* [WHAT YOU ARE ASKED TO DO]: Pull out every line below that contains the string "wooden" and copy each one in full.

───── RECORDS ─────

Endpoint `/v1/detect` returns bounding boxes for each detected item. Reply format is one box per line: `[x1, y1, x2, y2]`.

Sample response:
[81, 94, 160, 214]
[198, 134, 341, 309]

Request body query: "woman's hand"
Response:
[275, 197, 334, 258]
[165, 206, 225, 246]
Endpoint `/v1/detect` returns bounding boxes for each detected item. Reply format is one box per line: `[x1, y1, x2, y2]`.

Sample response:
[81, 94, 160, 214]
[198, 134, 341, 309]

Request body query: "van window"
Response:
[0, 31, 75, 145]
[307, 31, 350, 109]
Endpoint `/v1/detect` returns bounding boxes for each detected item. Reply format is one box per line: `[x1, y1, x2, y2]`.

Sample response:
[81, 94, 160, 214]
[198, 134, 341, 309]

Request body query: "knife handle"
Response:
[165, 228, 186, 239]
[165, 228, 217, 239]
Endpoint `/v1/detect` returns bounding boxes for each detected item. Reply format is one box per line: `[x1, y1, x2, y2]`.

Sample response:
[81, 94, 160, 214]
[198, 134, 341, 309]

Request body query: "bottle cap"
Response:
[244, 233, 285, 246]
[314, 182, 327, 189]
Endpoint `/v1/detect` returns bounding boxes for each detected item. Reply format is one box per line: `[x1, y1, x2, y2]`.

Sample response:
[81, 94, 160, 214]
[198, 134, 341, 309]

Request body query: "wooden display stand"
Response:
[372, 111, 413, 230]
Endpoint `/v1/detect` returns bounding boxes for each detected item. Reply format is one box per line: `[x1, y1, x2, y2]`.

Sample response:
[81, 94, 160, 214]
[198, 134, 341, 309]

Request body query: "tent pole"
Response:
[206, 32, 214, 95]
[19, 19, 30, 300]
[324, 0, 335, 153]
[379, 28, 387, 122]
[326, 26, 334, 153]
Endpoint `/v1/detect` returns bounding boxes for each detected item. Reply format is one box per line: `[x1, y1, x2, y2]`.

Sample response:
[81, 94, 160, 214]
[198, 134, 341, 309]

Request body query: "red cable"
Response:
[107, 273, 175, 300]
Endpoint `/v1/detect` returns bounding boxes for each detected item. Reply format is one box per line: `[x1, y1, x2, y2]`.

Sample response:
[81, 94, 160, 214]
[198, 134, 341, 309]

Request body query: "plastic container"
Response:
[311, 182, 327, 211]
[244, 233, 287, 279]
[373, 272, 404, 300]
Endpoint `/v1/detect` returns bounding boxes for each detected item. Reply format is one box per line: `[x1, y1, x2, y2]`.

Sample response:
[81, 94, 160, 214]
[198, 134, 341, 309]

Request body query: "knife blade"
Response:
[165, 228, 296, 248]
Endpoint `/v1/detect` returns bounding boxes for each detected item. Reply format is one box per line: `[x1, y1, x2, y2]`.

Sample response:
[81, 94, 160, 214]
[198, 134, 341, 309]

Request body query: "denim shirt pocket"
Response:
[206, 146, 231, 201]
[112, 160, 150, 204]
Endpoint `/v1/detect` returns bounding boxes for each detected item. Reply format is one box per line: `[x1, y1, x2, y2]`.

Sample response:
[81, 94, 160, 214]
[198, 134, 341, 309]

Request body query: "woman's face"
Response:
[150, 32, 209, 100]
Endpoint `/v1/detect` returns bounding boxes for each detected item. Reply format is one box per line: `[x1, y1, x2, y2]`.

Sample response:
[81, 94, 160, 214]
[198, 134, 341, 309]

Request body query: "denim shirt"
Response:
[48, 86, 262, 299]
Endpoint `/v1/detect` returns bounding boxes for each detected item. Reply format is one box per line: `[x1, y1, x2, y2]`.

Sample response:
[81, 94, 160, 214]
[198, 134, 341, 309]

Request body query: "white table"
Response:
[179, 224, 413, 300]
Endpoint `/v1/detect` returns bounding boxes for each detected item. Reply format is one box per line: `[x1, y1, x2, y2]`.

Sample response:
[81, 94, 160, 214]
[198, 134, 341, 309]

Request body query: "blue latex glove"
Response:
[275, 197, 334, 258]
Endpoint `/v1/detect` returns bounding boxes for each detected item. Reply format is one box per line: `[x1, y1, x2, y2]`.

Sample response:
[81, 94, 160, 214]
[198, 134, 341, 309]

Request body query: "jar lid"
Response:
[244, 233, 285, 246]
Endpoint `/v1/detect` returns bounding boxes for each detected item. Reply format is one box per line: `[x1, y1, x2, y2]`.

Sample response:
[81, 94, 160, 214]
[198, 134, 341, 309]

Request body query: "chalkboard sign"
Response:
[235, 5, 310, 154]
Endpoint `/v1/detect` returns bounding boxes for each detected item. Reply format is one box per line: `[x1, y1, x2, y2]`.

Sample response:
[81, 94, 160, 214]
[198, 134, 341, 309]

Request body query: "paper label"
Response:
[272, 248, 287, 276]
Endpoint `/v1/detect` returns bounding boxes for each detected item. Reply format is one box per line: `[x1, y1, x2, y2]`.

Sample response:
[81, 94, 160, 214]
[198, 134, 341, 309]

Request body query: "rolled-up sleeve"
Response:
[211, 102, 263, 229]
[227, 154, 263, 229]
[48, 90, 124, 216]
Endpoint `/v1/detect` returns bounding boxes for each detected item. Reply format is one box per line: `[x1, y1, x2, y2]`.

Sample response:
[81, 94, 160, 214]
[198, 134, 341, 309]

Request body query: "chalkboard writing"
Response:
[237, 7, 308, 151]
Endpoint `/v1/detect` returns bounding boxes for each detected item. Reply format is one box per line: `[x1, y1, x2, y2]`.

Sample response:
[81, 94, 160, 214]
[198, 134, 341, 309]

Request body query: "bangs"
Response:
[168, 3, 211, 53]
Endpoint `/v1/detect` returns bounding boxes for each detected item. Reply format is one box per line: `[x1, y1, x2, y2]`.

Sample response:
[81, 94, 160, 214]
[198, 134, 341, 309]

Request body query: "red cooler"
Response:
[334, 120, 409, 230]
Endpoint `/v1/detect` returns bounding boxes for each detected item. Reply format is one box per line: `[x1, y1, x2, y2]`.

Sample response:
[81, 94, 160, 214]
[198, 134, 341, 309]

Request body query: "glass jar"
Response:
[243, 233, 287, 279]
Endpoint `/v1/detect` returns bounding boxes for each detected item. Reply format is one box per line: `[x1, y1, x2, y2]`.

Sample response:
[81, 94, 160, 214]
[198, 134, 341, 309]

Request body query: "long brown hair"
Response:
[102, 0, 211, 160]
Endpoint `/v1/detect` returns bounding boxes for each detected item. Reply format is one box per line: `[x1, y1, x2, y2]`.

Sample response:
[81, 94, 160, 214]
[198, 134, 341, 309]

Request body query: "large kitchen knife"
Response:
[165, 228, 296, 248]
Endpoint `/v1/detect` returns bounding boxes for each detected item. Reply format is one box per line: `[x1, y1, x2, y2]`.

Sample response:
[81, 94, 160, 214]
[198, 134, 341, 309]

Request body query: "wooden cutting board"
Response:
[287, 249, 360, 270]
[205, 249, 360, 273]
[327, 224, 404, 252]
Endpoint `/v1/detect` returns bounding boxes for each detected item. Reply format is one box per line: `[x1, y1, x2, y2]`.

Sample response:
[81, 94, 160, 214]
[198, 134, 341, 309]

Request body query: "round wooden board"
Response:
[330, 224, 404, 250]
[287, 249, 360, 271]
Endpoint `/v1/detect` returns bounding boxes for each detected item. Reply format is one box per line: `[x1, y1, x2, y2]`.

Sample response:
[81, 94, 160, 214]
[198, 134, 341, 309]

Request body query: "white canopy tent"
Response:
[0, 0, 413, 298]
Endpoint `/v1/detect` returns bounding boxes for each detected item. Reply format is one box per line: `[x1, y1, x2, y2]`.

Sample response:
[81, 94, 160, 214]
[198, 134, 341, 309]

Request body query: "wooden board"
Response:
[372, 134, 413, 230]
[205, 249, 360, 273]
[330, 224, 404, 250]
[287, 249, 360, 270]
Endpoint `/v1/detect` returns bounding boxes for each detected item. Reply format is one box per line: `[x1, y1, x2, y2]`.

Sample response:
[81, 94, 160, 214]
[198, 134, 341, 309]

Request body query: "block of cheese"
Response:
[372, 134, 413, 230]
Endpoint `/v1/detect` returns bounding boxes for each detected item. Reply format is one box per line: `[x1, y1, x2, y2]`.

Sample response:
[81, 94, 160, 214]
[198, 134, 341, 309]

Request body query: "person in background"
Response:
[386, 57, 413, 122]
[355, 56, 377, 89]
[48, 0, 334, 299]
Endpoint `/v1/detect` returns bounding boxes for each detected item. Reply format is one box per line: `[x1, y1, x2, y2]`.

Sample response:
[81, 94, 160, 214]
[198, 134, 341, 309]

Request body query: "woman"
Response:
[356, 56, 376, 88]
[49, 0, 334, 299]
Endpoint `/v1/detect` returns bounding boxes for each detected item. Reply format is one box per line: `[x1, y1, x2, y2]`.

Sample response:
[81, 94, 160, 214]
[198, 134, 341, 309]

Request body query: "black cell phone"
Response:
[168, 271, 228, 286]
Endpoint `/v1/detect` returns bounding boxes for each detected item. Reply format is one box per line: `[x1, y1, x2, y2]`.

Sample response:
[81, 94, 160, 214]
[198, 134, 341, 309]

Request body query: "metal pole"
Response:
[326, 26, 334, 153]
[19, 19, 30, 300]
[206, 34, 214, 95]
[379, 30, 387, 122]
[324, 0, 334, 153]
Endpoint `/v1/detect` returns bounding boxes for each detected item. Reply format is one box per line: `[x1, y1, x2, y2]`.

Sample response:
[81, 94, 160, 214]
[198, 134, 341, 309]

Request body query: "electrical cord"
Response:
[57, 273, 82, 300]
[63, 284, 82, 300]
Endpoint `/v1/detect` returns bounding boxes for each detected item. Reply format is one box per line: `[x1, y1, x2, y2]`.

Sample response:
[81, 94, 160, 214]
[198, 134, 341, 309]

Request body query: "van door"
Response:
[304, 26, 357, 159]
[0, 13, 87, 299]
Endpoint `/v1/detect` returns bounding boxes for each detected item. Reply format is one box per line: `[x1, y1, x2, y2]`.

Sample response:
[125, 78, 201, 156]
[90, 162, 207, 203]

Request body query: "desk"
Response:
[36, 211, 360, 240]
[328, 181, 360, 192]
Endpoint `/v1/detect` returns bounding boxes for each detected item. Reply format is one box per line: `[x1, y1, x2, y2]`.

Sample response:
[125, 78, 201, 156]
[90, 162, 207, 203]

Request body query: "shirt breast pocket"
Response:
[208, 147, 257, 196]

─────

* [RESULT OF THE TASK]:
Request body query: "wooden display stand"
Request body query: "wooden cutting board"
Request body query: "round wooden board"
Request body query: "wooden board"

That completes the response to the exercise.